• [Sayfa Metni]

-.-.-

Asker Ressamlar Kuşağı

Türkiye’de Batılı anlamdaki resim sanatının başlatıcılarının büyük bir bölümü askerî okul çıkışlı ressamlardır. Bu okullardan mezun sanatçılar öğrenim için Avrupa’ya gönderilmiştir. Bunlardan Ferik İbrahim Paşa Batı etkisindeki Türk resminin öncülerindendir.

11.12.2015 18:24:28
2615
OKUNMA
Şükrü Turan Ergün
Aydın / Aydın
Dumlupınar Üniversitesi

Türkiye’de Batılı anlamdaki resim sanatının başlatıcılarının büyük bir bölümü askerî okul çıkışlı ressamlardır. Bu okullardan mezun sanatçılar öğrenim için Avrupa’ya gönderilmiştir. Bunlardan Ferik İbrahim Paşa Batı etkisindeki Türk resminin öncülerindendir. Buna karşılık askerî okul çıkışlı oldukları halde, yurt dışına gitmeden sanatçı kişiliklerini yurt içindeki öğretmenlikleri sırasında geliştirmiş Fahri Kaptan, Ahmet Bedri, Hüseyin Giritli, Ahmet Münip, Salih Molla Aşki, Ahmet Ziya ve bugün isimleri tam olarak bilinmeyen bir grup ressam, resimlerindeki ayrıntıya inen titiz çalışma teknikleri ve özellikle de fotoğraftan yararlanma yöntemleriyle, bugüne kadar Batı etkisindeki resim sanatımızın ‘primitifler’i olarak anılagelmiştir. Burada, bir çağın ya da dönemin öncüleri anlamında kullanılan ‘primitif’ kavramı, bu anlamıyla ilkel toplumların sanatını ve kültürünü niteleyen kavramdan ayrılır.

 

İstanbul’un kıyı semtlerini ve özellikle de Üsküdar yöresini, resimlerinde kendine özgü bir çizgi ve renk anlayışıyla yansıtmış olan Hoca Ali Rıza (1885-1930) ile, Türk resminde figür üzerine kurulu köklü bir geleneğin başlatıcısı sayılabilecek Osman Hamdi (1842-1910)’yi de bu grupla birlikte göz önüne alabiliriz.

 

Türk izlenimcilerin öncüsü sayılan, ışık ve renk çözümlemelerine özgün bir ayrım kazandıran Halil Paşa, klasik anlayışa uygun yapıtları ve çizim etütleriyle çok yönlü kişiliğini de ortaya koymuş oluyor. Sanatçının manzara ve natürmort resimlerinin yanı sıra yalın ve gerçekçi tarzda çalıştığı portreleri de vardır. 

 

Hüseyin Zekâi Paşa, yurt dışında eğitim almamış olmasına karşın, resme olan yeteneğini sürekli öğrenme ve kendini aşma isteğiyle geliştirmiş ve çağdaş Türk resminde belli bir yere gelmeyi başarmış bir sanatçıdır.  

 

Çoğu peyzaj ve natürmort türünde yağlı boya yapıtlarıyla tanınan asker çıkışlı ressamlar arasında Ahmet Bedri, Hüseyin Giritli, Ahmet Muhip, Salih Molla Aşki akla gelebilecek önemli isimlerdir.

-.-.-

• [Alıştırma Verileri]

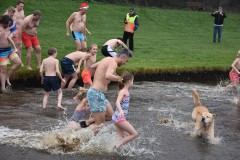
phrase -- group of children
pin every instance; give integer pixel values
(51, 79)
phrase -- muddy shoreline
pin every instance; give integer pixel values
(210, 77)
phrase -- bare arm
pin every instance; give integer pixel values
(69, 20)
(11, 41)
(234, 64)
(119, 99)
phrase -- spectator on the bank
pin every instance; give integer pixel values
(131, 26)
(108, 49)
(218, 24)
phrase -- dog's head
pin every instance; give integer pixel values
(207, 119)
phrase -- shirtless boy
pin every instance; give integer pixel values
(52, 77)
(28, 33)
(110, 45)
(234, 73)
(78, 27)
(87, 71)
(104, 74)
(19, 14)
(67, 65)
(6, 52)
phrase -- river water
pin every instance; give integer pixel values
(160, 112)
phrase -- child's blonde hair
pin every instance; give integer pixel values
(238, 54)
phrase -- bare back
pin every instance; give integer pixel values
(19, 17)
(50, 66)
(99, 81)
(76, 56)
(113, 43)
(79, 22)
(29, 25)
(4, 42)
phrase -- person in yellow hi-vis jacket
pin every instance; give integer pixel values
(131, 25)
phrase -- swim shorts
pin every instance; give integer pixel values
(67, 66)
(107, 51)
(233, 76)
(5, 55)
(78, 36)
(51, 83)
(86, 76)
(29, 41)
(96, 100)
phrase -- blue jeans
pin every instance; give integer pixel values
(217, 30)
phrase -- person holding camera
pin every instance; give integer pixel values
(218, 24)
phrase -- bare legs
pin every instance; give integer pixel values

-.-.-

• [Görev 1] Asker ressamlar metnini "Çoğu peyzaj ve" sözcüklerinin bulunduğu yerden başlayıp "gelebilecek önemli isimlerdir." sözcüklerinden sonra bitecek şekilde yeniden yazın. Bu bölümde "natürmort" yerine "portre" koyun.
• [Görev 2] Kayıtlarda "phrase -- blue jeans" geçen satırdan başlayıp kayıtların son satırına kadar uzanan satırları değiştirmeden aktarın. İki uçtaki satırları da dahil edin.

• [Yazılı Cevap 1]
Çoğu peyzaj ve portre türünde yağlı boya yapıtlarıyla tanınan asker çıkışlı ressamlar arasında Ahmet Bedri, Hüseyin Giritli, Ahmet Muhip, Salih Molla Aşki akla gelebilecek önemli isimlerdir.

• [Yazılı Cevap 2]
phrase -- blue jeans
pin every instance; give integer pixel values
(217, 30)
phrase -- person holding camera
pin every instance; give integer pixel values
(218, 24)
phrase -- bare legs
pin every instance; give integer pixel values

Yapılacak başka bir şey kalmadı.